Dataset entries:
-- START --
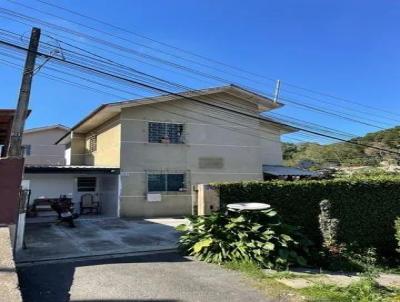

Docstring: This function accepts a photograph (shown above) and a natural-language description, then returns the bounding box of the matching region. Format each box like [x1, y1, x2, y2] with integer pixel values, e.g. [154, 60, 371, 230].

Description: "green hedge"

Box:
[214, 177, 400, 254]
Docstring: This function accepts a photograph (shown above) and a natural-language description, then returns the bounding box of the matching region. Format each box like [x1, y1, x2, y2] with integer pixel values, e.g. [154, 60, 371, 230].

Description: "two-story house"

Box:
[22, 125, 70, 165]
[35, 85, 295, 217]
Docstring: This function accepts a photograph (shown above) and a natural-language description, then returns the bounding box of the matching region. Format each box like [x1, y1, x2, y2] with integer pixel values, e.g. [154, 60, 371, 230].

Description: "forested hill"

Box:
[283, 126, 400, 167]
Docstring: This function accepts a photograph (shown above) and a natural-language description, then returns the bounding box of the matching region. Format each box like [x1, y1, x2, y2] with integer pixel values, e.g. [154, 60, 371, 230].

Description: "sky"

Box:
[0, 0, 400, 142]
-- END --
BRIEF: Retype the data above line for line, leaving out the pictures.

EXERCISE RESPONSE:
Docstring: This function accepts a photograph (shown above) and a natural-language description, then returns the bounding box of the matching region. Format each box like [x1, y1, x2, y2] with integer pixel values, e.g. [154, 60, 371, 230].

Description: "green hedge"

Box:
[214, 177, 400, 254]
Docstring: This function accepts a photograph (shown above) and a natural-language description, then returns the bounding box of the matching region. Format each box like [x1, y1, x2, y2] with integer pixel values, e.g. [154, 60, 371, 230].

Description: "two-story house"

Box:
[22, 125, 70, 165]
[35, 85, 295, 217]
Docstring: This function accepts a photograph (shown above) and a natural-language description, then returns the bounding box of the matching region. Format each box like [x1, y1, x2, y2] with integer pixel values, e.g. [154, 60, 371, 230].

Description: "forested hill"

Box:
[283, 126, 400, 167]
Docstring: This function accepts a photograph (shown above) and a natural-language description, then returns the bounding box of the matching region. Format each box like [x1, y1, x2, y2] with integer pixel values, e.g. [154, 60, 371, 230].

Description: "sky"

Box:
[0, 0, 400, 142]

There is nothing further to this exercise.